Entries from a point annotation set:
<<<<
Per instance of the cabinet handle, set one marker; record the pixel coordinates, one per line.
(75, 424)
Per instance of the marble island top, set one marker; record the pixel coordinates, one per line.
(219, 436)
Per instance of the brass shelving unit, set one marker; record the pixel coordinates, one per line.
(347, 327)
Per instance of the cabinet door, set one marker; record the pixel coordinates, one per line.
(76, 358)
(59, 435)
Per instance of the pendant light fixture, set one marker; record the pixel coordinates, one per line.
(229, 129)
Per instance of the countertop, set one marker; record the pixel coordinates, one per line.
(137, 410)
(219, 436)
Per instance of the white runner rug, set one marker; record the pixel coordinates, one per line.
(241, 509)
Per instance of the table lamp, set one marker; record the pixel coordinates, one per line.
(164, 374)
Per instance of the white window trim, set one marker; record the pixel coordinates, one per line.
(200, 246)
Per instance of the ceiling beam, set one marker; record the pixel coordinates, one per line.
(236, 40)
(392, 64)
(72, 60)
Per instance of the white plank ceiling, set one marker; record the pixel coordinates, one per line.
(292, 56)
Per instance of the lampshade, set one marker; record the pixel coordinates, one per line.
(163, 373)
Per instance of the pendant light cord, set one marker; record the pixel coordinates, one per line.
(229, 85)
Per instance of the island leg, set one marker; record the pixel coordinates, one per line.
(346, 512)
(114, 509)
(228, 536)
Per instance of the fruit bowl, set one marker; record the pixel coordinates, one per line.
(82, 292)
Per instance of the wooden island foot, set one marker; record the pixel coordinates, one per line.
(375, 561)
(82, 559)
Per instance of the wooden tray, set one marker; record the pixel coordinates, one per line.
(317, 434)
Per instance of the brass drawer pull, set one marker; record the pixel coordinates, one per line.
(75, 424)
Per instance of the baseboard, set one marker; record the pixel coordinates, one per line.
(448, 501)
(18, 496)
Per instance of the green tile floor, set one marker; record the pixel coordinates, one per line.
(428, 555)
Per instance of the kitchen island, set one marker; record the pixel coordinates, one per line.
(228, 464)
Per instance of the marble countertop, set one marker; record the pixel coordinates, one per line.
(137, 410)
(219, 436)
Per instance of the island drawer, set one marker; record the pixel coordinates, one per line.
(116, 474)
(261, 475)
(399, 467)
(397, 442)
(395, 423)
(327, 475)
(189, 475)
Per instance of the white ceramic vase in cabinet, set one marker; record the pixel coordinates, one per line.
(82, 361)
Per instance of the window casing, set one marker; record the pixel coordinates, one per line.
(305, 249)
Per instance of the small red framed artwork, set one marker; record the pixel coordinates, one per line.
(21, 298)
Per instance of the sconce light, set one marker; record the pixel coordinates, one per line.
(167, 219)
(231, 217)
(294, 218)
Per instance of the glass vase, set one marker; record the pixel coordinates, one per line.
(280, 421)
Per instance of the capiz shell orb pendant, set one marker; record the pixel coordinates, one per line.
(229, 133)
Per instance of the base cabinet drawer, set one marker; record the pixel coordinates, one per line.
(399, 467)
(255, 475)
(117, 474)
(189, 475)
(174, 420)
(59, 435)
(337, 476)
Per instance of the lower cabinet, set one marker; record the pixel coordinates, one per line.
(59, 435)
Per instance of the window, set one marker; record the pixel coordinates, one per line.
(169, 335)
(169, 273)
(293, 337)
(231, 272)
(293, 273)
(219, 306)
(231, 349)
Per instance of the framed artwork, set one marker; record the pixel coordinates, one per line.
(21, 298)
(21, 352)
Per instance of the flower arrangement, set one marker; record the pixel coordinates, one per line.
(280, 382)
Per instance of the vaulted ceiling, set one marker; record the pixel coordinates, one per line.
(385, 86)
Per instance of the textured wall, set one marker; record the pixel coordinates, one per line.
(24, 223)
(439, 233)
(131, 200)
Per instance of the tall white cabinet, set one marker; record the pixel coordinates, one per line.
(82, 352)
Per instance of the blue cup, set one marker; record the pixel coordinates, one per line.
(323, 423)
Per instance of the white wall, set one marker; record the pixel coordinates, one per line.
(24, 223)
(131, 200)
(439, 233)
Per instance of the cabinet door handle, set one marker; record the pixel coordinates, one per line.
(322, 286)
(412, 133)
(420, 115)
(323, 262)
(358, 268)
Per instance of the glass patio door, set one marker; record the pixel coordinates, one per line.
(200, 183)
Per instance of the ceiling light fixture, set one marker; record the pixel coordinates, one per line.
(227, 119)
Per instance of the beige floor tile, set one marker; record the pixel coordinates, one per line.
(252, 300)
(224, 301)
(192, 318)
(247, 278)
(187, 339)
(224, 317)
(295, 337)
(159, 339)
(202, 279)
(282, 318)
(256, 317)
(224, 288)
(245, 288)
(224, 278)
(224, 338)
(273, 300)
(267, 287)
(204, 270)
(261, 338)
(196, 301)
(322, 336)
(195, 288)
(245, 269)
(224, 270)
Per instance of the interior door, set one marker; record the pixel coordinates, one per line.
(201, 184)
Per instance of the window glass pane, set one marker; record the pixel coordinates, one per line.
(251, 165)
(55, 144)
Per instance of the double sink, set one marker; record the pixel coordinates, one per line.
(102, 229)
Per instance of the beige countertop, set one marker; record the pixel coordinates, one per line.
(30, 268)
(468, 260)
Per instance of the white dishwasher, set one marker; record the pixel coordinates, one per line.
>>>>
**Written instruction**
Reproduce every one of the rows above line for line, with no changes.

**Output below**
Per instance of the cabinet handle, set one marker; record the pixel coordinates, one per line.
(75, 424)
Per instance of the marble island top, set one marker; record the pixel coordinates, one per line.
(219, 436)
Per instance of the brass shelving unit, set one marker; record the pixel coordinates, one per line.
(347, 327)
Per instance of the cabinet door, set one marker; record the pixel coordinates, one per line.
(76, 358)
(59, 435)
Per instance of the pendant light fixture, set one marker; record the pixel coordinates, one per line.
(229, 129)
Per instance of the countertop, set one marker; record the pixel coordinates, one per line.
(137, 410)
(219, 436)
Per instance of the white runner rug, set one marker; record the pixel coordinates, one per line.
(241, 509)
Per instance of the table lamp, set one marker; record the pixel coordinates, one per line.
(164, 374)
Per instance of the white window trim, set one marker; record the pixel coordinates, one per line.
(200, 246)
Per instance of the ceiling beam, set one marker; record the pixel coordinates, one per line.
(236, 40)
(392, 64)
(72, 60)
Per instance of the white plank ceiling, set one marker; record the pixel coordinates, one per line.
(292, 56)
Per instance of the lampshade, set one marker; record the pixel coordinates, one per line.
(163, 373)
Per instance of the pendant light cord, set one marker; record the pixel coordinates, one per line.
(229, 85)
Per instance of the island leg, set one marker; record the pixel coordinates, one per line.
(346, 512)
(114, 509)
(228, 536)
Per instance of the fruit bowl, set one marker; record the pixel coordinates, one per line.
(82, 292)
Per instance of the wooden island foot, set one marker; record the pixel coordinates, one per line.
(375, 561)
(82, 559)
Per instance of the wooden tray, set one marker; record the pixel coordinates, one per line.
(317, 434)
Per instance of the brass drawer pull, set one marker; record the pixel coordinates, one per line.
(75, 424)
Per instance of the baseboard, set one marker; record the pixel coordinates, one per line.
(448, 501)
(18, 496)
Per instance of the green tile floor, set one marker; record the pixel coordinates, one per line.
(428, 555)
Per instance of the kitchen island, set one marker; record the pixel coordinates, one per line.
(228, 464)
Per instance of the marble countertop, set one marker; record the pixel coordinates, one per line.
(137, 410)
(219, 436)
Per instance of the island drawer, set one marker; record the pixel coordinates, one per line.
(116, 474)
(261, 475)
(399, 467)
(397, 442)
(395, 423)
(327, 475)
(189, 475)
Per instance of the white ceramic vase in cabinet, set one marker; record the pixel coordinates, one per line.
(82, 361)
Per instance of the window casing, set one marker; record the pixel coordinates, one per line.
(305, 249)
Per instance of the small red framed artwork, set one marker; record the pixel coordinates, one per line.
(21, 298)
Per instance of the sconce light, set one marker; record the pixel coordinates, one per line.
(167, 219)
(231, 217)
(294, 218)
Per instance of the glass vase, set one marker; record the pixel coordinates, one per line.
(280, 421)
Per instance of the capiz shell orb pendant, set one marker; record the pixel coordinates, one per line.
(229, 133)
Per instance of the base cabinet drawer, set one marker; record the pixel coordinates, one per line.
(399, 467)
(255, 475)
(117, 474)
(189, 475)
(174, 420)
(59, 435)
(337, 476)
Per instance of the lower cabinet, set one marker; record the pixel coordinates, one per line.
(59, 435)
Per instance of the window, set one marker; record the pixel coordinates, one per line.
(169, 335)
(169, 273)
(293, 337)
(231, 272)
(293, 273)
(219, 306)
(231, 349)
Per instance of the framed artwork, set one marker; record the pixel coordinates, one per line.
(21, 298)
(21, 352)
Per instance of the flower arrangement, set one marker; record the pixel coordinates, one per line.
(280, 382)
Per instance of the vaulted ceiling, set one marker; record the pixel coordinates, one per line.
(385, 86)
Per instance of the textured wall, set one marker; record the pixel coordinates, one per line.
(24, 223)
(439, 233)
(131, 200)
Per instance of the tall white cabinet, set one marker; record the pixel coordinates, one per line.
(82, 352)
Per instance of the blue cup, set one marker; record the pixel coordinates, one per line.
(323, 423)
Per instance of the white wall, set one marker; record the pixel coordinates, one per line.
(24, 223)
(131, 200)
(439, 233)
Per instance of the cabinet door handle, set one marker; record the pixel coordinates, one per line.
(322, 286)
(412, 133)
(420, 115)
(323, 262)
(358, 268)
Per instance of the glass patio door, set one marker; record the pixel coordinates, one per line.
(200, 183)
Per instance of the ceiling light fixture, set one marker; record the pixel coordinates, one per line.
(227, 119)
Per instance of the beige floor tile, set one marker; record the pixel coordinates, one per line.
(252, 300)
(224, 301)
(192, 318)
(247, 278)
(187, 339)
(224, 317)
(295, 337)
(159, 339)
(202, 279)
(282, 318)
(256, 317)
(224, 288)
(245, 288)
(224, 278)
(224, 338)
(273, 300)
(267, 287)
(204, 270)
(261, 338)
(196, 301)
(322, 336)
(195, 288)
(245, 269)
(224, 270)
Per instance of the interior door, set one marker; record the pixel coordinates, one per line.
(201, 184)
Per instance of the window glass pane, set one marker; record the pixel coordinates, one per line.
(251, 165)
(55, 144)
Per instance of the double sink, set one marker; record the pixel coordinates, one per line.
(102, 229)
Per instance of the beige countertop, set one marker; record the pixel coordinates, one per line.
(30, 268)
(468, 260)
Per instance of the white dishwasher, set one marker; record the pixel coordinates, one per line.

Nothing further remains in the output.